> **Source data**:
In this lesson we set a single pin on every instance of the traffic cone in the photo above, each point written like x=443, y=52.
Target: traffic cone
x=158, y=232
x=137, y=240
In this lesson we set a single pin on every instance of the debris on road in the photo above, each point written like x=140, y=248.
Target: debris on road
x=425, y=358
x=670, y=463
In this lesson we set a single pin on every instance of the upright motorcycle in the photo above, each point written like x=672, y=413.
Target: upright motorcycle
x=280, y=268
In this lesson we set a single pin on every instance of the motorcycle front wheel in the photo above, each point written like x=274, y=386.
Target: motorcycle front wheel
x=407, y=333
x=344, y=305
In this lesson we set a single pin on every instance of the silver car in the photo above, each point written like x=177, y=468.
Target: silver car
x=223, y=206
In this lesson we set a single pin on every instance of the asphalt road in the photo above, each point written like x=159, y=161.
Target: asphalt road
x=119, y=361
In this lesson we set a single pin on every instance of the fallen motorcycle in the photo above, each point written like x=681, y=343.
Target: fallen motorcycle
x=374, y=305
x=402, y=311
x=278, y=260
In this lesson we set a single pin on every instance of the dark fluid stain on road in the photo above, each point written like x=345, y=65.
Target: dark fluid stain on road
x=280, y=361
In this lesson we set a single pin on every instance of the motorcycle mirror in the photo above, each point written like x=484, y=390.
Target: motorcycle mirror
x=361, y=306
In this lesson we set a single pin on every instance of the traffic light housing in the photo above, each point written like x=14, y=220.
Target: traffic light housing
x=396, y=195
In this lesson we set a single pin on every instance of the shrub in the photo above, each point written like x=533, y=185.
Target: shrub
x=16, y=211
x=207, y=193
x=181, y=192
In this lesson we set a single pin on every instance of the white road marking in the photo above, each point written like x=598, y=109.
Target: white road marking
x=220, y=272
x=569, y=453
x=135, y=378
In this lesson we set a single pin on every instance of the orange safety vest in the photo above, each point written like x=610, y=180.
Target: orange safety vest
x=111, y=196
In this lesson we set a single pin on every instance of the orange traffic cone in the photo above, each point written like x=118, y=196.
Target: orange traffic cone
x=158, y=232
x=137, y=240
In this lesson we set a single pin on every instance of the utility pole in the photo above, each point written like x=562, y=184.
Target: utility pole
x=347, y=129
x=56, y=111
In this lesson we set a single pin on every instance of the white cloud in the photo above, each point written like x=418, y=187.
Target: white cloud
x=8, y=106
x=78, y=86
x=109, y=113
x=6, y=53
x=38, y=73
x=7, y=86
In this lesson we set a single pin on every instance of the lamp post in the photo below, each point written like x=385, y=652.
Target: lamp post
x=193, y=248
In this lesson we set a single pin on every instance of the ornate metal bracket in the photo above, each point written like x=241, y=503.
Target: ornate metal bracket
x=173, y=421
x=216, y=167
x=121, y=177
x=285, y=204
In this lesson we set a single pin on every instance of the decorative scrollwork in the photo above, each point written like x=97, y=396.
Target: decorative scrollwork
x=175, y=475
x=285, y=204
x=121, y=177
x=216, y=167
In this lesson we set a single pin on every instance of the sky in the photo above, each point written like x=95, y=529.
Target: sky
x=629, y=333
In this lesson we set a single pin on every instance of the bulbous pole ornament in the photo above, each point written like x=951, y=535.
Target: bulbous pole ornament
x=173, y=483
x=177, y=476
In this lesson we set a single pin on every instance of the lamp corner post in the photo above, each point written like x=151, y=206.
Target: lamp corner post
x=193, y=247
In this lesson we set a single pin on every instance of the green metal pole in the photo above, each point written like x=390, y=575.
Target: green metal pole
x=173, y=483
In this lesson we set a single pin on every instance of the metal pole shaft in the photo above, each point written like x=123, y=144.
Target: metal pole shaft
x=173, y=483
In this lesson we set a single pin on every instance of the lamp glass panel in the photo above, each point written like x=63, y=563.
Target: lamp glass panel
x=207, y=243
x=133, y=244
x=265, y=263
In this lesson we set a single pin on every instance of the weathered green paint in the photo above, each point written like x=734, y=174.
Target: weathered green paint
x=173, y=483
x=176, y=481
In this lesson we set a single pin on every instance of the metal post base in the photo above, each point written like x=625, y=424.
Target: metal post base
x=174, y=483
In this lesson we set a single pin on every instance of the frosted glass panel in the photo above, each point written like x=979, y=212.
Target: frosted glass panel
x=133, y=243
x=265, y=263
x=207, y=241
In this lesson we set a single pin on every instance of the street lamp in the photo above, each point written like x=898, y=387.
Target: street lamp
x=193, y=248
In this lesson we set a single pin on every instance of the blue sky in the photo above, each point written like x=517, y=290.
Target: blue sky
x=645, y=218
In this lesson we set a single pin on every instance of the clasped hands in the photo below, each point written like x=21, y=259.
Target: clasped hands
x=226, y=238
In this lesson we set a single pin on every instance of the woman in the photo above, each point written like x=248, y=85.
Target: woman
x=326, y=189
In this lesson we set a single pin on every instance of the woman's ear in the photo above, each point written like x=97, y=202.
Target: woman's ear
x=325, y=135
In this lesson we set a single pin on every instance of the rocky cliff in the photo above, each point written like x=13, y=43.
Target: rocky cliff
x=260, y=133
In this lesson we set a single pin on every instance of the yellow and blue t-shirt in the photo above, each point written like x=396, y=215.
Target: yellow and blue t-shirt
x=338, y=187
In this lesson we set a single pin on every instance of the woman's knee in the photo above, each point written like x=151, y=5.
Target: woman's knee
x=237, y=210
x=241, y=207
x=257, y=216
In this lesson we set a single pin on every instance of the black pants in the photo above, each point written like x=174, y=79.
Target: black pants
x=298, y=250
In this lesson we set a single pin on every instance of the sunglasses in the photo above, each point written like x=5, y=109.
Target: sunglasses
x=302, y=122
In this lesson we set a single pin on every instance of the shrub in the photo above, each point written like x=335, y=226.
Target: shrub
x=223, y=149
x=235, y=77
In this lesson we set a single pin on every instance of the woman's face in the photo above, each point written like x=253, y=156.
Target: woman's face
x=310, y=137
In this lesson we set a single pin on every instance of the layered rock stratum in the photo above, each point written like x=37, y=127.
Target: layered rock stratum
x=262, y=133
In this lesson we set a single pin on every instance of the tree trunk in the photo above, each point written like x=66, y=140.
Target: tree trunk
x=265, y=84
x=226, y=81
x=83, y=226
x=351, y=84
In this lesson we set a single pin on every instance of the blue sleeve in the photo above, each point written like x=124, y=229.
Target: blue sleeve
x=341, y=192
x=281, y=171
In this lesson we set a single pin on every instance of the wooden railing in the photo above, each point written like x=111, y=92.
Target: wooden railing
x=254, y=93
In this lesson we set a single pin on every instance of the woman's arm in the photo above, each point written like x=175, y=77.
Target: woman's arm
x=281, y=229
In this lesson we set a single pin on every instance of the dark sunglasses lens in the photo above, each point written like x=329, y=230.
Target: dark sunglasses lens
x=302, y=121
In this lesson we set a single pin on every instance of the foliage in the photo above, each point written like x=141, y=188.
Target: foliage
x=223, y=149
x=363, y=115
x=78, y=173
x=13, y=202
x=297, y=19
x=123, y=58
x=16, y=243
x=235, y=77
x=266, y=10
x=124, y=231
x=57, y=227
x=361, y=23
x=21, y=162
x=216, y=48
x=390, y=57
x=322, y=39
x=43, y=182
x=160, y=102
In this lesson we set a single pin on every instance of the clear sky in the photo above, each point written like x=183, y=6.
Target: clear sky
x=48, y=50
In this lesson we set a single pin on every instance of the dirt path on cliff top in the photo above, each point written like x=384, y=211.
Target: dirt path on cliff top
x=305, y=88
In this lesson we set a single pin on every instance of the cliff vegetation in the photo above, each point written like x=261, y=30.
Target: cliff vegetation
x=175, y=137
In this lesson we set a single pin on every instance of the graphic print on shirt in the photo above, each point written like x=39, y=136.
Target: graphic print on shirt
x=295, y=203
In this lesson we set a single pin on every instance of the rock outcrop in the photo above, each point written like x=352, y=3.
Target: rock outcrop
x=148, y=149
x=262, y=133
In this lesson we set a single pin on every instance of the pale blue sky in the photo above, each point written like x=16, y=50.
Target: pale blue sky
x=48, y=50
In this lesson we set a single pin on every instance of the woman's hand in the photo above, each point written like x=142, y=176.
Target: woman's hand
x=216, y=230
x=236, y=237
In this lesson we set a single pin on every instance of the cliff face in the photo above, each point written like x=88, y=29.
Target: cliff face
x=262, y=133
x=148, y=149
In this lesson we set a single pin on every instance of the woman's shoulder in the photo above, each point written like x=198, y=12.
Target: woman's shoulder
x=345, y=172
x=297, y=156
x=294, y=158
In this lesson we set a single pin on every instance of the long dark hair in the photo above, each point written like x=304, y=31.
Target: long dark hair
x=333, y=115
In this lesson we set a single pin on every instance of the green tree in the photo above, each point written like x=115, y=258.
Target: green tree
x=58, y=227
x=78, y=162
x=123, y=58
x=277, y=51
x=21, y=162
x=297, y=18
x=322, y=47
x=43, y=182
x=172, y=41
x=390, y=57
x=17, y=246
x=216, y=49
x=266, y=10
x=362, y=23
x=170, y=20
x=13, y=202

> **Task**: Show all lines in the records above that hold "below".

> **Answer space**:
In this lesson we set a single pin on every instance of the lamp post in the photo below, each point written like x=385, y=652.
In this lesson we set a single pin on every instance of the clasped hands in the photo below, each point written like x=21, y=259.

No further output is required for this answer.